# [Tarea 1]
En el texto sobre la soledad, ¿qué contesta la actriz cuando el periodista le pregunta si está sola?
# [Tarea 2]
Explica, según el texto sobre la soledad, por qué asustan los espejos.

Se parte de la premisa de que la cercanía del otro espanta a la soledad. Comer con otro, conversar con otro, reír con otro. Nos resulta insoportable estar con nosotros mismos. Nos agobia no tener a quién decirle cuánto frío hace, qué buena fue la película de anoche, mira cuánto éxito o cuánta desdicha tengo en la vida. El silencio de nuestra casa nos rompe los tímpanos. El escandaloso traje de nuestro ego cómo podría brillar sino frente a otros. Y he aquí la ironía: muchas veces buscamos al otro sólo para hablar de nosotros. No tenemos el coraje de ufanarnos o llorar con nosotros mismos. En realidad, los espejos asustan, siempre los atravesamos con prisa, hay demasiada verdad en su piel. El hecho es que pertenecemos a la soledad, pero nos aterra sentirla. Más aún, con fogosa estupidez, nos avergüenza que nos sepan solos. La hemos llegado a estigmatizar con saña y eficacia. Como si fuera una enfermedad, una marca turbia en la frente, un sinónimo de la desdicha. Es común la pregunta que el periodista, con alevosa malicia, le hace a- pongamos- una hermosa actriz: “¿En estos momentos estás sola?”. Y la actriz, enredada, nerviosa, procurando ocultar esa “falla” en su currículo, excusa su vida: “No, no estoy sola, tengo a mis hijos, que son lo más bello del mundo.” Justificar la soledad es, como toda redundancia, inútil. Quizás, lo que podríamos es darle una vuelta de tuerca a nuestra relación con ella. Todos somos solos y eso, en vez de agobio, debería otorgarnos otra lectura del mundo. Entender el discurso interior de la soledad podría hacernos mejores: en todo caso, más serenos y menos petulantes. Cuando el navegante asume la hondura del mar, lo atraviesa con más respeto y sabiduría.

# [Extractos de datos]

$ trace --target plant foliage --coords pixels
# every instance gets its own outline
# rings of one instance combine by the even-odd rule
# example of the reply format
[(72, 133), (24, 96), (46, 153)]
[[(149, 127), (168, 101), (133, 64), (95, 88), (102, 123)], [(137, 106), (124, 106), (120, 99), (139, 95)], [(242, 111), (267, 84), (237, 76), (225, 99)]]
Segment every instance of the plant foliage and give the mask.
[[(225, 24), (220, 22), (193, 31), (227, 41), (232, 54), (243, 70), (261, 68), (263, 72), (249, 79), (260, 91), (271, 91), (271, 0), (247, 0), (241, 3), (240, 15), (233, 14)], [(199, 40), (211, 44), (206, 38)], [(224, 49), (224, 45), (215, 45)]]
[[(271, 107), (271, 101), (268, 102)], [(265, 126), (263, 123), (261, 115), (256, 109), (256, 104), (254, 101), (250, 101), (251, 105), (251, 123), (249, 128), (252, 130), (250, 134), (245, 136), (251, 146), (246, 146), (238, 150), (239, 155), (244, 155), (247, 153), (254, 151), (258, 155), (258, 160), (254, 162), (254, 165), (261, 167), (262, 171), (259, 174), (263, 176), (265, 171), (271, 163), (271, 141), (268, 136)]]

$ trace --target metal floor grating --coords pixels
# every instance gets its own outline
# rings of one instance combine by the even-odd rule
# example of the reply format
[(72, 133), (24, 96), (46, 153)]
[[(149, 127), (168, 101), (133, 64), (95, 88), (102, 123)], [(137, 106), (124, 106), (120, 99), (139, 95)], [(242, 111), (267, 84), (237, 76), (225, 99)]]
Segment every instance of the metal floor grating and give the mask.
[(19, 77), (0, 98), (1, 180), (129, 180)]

# [Respuesta 1]
Contesta que no está sola porque tiene a sus hijos, que son lo más bello del mundo.

# [Respuesta 2]
Los espejos asustan porque hay demasiada verdad en su piel. Por eso siempre los atravesamos con prisa.